:: Instructions for the task ::
Extract every entry word for word.

:: Material provided ::
☆ ☆ ☆ ☆ ☆ ☆ ☆
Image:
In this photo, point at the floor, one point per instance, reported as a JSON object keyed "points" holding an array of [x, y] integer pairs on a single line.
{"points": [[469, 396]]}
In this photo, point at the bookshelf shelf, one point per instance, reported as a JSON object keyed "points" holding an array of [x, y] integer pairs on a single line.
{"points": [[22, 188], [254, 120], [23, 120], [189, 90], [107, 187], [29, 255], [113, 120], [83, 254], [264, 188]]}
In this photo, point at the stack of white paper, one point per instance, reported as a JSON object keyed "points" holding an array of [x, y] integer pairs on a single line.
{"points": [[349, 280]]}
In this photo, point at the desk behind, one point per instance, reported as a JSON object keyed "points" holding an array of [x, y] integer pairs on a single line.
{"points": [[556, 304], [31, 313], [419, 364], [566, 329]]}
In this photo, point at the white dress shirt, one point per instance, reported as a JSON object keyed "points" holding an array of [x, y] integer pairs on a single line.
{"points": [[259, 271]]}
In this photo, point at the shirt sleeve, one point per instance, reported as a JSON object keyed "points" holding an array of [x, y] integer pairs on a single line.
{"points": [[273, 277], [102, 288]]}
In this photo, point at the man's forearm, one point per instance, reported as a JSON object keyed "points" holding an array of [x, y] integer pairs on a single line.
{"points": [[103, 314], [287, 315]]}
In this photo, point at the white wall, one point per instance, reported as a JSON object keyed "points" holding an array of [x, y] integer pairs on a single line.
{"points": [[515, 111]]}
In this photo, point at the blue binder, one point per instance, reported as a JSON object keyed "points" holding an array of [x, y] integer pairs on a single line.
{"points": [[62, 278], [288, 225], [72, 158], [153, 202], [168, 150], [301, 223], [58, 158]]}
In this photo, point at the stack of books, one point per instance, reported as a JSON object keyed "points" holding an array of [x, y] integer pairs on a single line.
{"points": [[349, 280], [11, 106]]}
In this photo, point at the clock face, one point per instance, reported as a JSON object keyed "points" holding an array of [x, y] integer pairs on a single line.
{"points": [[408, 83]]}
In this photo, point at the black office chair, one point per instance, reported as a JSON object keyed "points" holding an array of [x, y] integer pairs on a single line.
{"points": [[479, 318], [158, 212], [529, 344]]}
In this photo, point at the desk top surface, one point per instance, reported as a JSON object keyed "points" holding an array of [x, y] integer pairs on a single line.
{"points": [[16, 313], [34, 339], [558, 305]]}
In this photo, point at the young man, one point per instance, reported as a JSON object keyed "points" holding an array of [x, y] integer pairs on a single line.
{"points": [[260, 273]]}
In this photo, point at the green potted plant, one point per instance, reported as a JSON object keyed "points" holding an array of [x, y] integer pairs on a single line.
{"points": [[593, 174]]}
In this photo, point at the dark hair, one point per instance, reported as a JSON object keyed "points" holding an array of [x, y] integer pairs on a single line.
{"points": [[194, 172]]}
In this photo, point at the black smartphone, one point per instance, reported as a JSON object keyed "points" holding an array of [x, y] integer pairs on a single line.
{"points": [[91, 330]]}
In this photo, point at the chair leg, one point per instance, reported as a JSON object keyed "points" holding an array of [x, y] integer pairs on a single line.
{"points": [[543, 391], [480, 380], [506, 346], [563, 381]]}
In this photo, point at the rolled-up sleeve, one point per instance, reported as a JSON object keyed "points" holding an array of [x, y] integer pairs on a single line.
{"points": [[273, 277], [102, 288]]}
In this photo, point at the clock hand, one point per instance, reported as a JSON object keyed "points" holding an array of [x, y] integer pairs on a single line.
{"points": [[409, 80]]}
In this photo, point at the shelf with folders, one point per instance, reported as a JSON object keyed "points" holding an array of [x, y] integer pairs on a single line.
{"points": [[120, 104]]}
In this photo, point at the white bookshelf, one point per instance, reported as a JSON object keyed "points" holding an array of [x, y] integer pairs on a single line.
☆ ☆ ☆ ☆ ☆ ☆ ☆
:: Right answer ::
Image:
In this photo, point at the floor, one point per instance, reported as a JSON object keyed "points" holding an array of [x, y] integer pairs on a single line.
{"points": [[469, 396]]}
In this photo, point at the bookshelf shelf, one point per instance, reported as a JSON object keyed "points" holding an array of [x, y] integer pairs on a single line.
{"points": [[22, 188], [254, 120], [23, 120], [189, 90], [107, 187], [29, 255], [113, 120], [83, 254], [264, 188]]}
In this photo, point at the stack of white paper, one point per instance, reported as a JSON object keyed "points" holding an array of [x, y] integer pairs on a single line.
{"points": [[349, 280]]}
In this photo, point at the desk behind, one point per instance, reported as a JSON object keyed "points" holding an array of [x, y] integer pairs on a single line.
{"points": [[556, 304], [31, 313], [419, 364], [566, 329]]}
In this photo, point at the white dress shirt, one point per instance, reported as a JSON object keyed "points" holding an array of [x, y] integer pairs on a single line.
{"points": [[259, 271]]}
In this photo, point at the shirt sleeve, one point per instance, reported as a JSON object keyed "points" holding an array of [x, y] integer pairs on a single line.
{"points": [[273, 277], [102, 288]]}
In this photo, point at the man's forearm, one point per instance, reported as a JSON object keyed "points" holding an array of [x, y] integer pairs on a single line.
{"points": [[103, 314], [287, 315]]}
In this photo, point at the white wall, one point per instance, reported as a JSON object keyed "points" holding an array of [x, y] integer pairs on a single line.
{"points": [[515, 111]]}
In this photo, point at the blue binder, one point per instance, reported as a JSON object keyed "points" holding an array of [x, y] integer pairs on a single line.
{"points": [[62, 278], [288, 225], [72, 158], [153, 202], [168, 150], [301, 223], [58, 158]]}
In this photo, point at the stack of books, one point per instance, reported as a JSON object keyed "points" holding an array of [x, y] integer pairs on a single line.
{"points": [[349, 280], [11, 106]]}
In this photo, point at the clock face, one point per instance, reported as a JSON object keyed "points" holding an array of [x, y] integer pairs on a single line.
{"points": [[408, 83]]}
In this photo, point at the black office chair, one point per instance, reported as a JSON object keyed "points" holding an array of [x, y] integer pairs on a single line.
{"points": [[479, 318], [158, 212], [529, 344]]}
In this photo, point at the desk top surface, one point per instance, reported as a JSON object keyed "points" holding an array of [x, y] integer pairs on a single line.
{"points": [[16, 313], [34, 339], [558, 305]]}
In this photo, point at the young man, one point per instance, reported as a JSON object keyed "points" holding an array of [x, y] integer pairs on a single line.
{"points": [[260, 273]]}
In this photo, point at the green potted plant, one point per instance, reported as a JSON object keyed "points" holding an array of [x, y] integer pairs on a single line.
{"points": [[593, 174]]}
In this photo, point at the dark hair, one point per instance, reported as a JSON object keyed "points" holding an array of [x, y] integer pairs on a single line.
{"points": [[194, 172]]}
In this photo, point at the black smartphone, one point per instance, reported as a JSON object keyed "points" holding an array of [x, y] integer pairs on a single line.
{"points": [[91, 330]]}
In this photo, point at the chair leg, one point per instance, reported as a JSON object keyed "points" holding an array of [x, y] integer pairs on a single line.
{"points": [[543, 391], [480, 380], [506, 346], [563, 381]]}
In this photo, point at the rolled-up sleeve, one point per instance, reported as a JSON object keyed "points" holding an array of [x, y] integer pairs on a single line.
{"points": [[273, 277], [102, 288]]}
In this photo, point at the clock hand, one point per instance, reported as a JSON object keyed "points" holding an array of [x, y] integer pairs on a single line.
{"points": [[409, 80]]}
In this photo, point at the shelf with folders, one point per instance, reported as a JSON object keyed "points" holding an array of [x, y] integer pairs on a single line.
{"points": [[120, 104]]}
In this photo, point at the white bookshelf, one point per instance, reported as a JSON object keyed "points" holding an array of [x, y] integer pairs on a single line.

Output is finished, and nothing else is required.